> **PROBLEM STATEMENT**
Resume the account of the evening in Karandih, writing on from its last sentence.

In Praise of Shit

A Penetrating Relationship

 

If you have a hole
You want to fill
A wall to plaster
Anything to coat
Against the rains
If you need fuel
To cook your meal
Look to cow dung.

From Karandih to Kampung
Barefoot kids with switches
Follow bony water buffaloes
Along narrow paths
Between rice paddies
Swatting mindlessly
With willow branches
At greenbacked flies
Swatting and waiting
For shit to fall.

Karandih water buffaloes

Karandih water buffaloes

Under an enormous full moon a line of dancers ringed the clearing , arms linked in a single snake like circle. In the center were several musicians: a couple of drummers, another with a bow like instrument that added a boingboing droning beat, a couple with flutes. The musicians and dancers challenged each other with increasing intensity. At the head of the line was an energetic young guy with a feather on his head and more feathers in one hand; he was followed by maybe twenty or so men and women while a straggle of kids of decreasing sizes brought up the rear. They broke into repetitive high-pitched chanting.  My heart was pounding.

Dance

Dance

At the edge of the clearing a couple of conspicuous wood chairs had been set up. We sat down. Martin, my husband, was an anthropologist on a Ford Foundation grant to study the Santals, one of the very primitive aborigine tribes of India. I was with him to be his field assistant. This was my first introduction to the tribe—to any tribe. The name of the village was Karandih. The year was 1957.

A woman approached bearing a large brass tray upon her head. She removed the tray from her head and placed it on the ground in front of me. She squatted and, without further ado, pulled the sandals off of my feet. I stopped breathing. No one had prepared me for this. Placing both my feet upon the large tray, she poured cool water from a brass jug upon them. She gently washed my feet, and then anointed them with oil from a small brass bowl, massaging it deep into my skin. The oil had a very distinctive somewhat spicy smell.

My feet were still on the tray and I was about to remove them when she suddenly grabbed my ankles, and held them down. I yanked, first tentatively, then with more conviction so that my intention could not be misunderstood, but I failed to loosen her grip. I had no idea what this meant or what I was to do. Standing up, I tried, once more to tug on my feet, but she had them firmly trapped. I sat down again. What with the full moon, the intense drumming, falsetto chanting, circular dancing, and then the unexpected turn of the foot washing ceremony I was on the verge of a serious loss of anthropological cool. Visions of being eaten alive by cannibals, scenes from old Hollywood movies, were beginning to creep into my consciousness.

> **ENTRIES SHOWN**
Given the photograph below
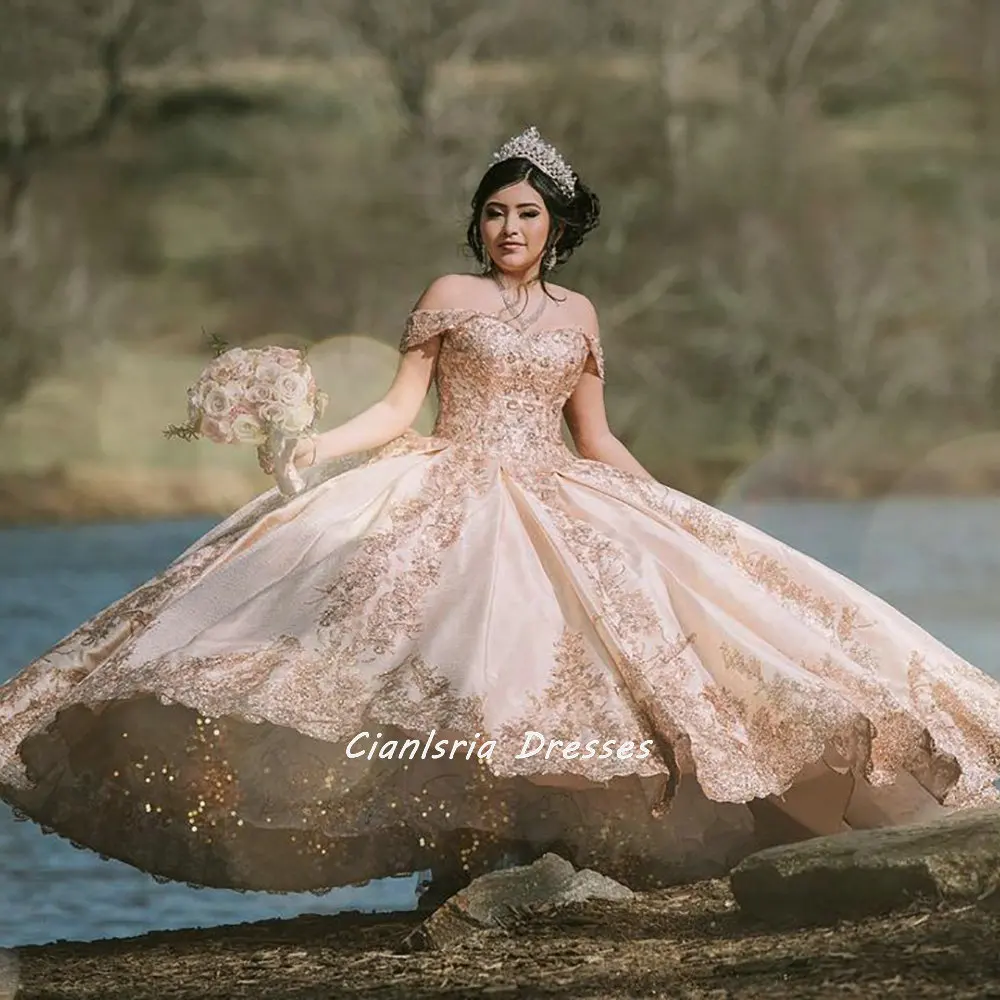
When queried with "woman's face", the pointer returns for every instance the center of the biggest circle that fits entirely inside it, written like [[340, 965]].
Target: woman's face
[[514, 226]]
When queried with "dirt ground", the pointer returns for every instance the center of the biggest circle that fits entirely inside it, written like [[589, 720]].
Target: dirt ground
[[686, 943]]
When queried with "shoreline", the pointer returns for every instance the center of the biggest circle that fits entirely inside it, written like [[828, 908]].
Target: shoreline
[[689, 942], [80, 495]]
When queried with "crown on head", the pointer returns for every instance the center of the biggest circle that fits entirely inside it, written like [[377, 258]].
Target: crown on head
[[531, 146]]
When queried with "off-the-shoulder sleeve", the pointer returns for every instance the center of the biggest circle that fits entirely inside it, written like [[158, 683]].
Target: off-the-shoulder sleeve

> **RESPONSE FOR THIS EXERCISE**
I shot a glance at Martin but, not only was he unconcerned, he was amused. I turned behind me and caught the eye of the man who had brought us here, a follower of Gandhi, but he too was chuckling at my obvious consternation.

“What should I do?” I asked him. He bobbled his head in typical non-committal Hindu fashion. “Please, tell me what to do.”

“She wants something from you,” he said with another annoying bobble.

“What?” I asked. “What does she want?”

“Give her a present,” he advised me. OK. A gift. What should I give her? I dug into my purse and wondered what sort of gift was called for here. Money? Too mercenary. It might offend. I sifted through the assortment of my belongings and settled on a small sewing kit in a little purse—the kind that opens by twisting two little round balls. I placed it on the tray. She eyed it but made no move to release me. A giggling, chattering crowd was beginning to form around us. I turned, once more, to the Gandhi follower.

“Rupees,” the man said. “Give her rupees.” Relieved, I dropped some coins with a clatter. She remained solidly unmoved. The man nodded at me. I dropped more coins onto her tray. The man said something to her and she seemed finally to be satisfied and let go.

As she rose into standing, she once more bent toward me and gestured toward my face with one hand. I started back, which occasioned another round of mirth. Grabbing the air near my lips with the tips of her fingers, she brought her hand back to her own puckered lips, and made a Santali version of an air kiss—a ceremonial blessing that I would see repeated many times in my time with the Santals.

“What did you say to her?” asked the anthropologist.

The Gandhi follower bobbled and smiled. “All the crab’s legs have fallen off.”

“What does that mean?”

“She has given all she has. All the crab’s legs have fallen off.”

We rented a place not far from Karandih. It was a mud house built on a small hill with no other house in sight. It was divided into quarters– four rooms, each led to the other and each opening out upon a veranda which ringed the house.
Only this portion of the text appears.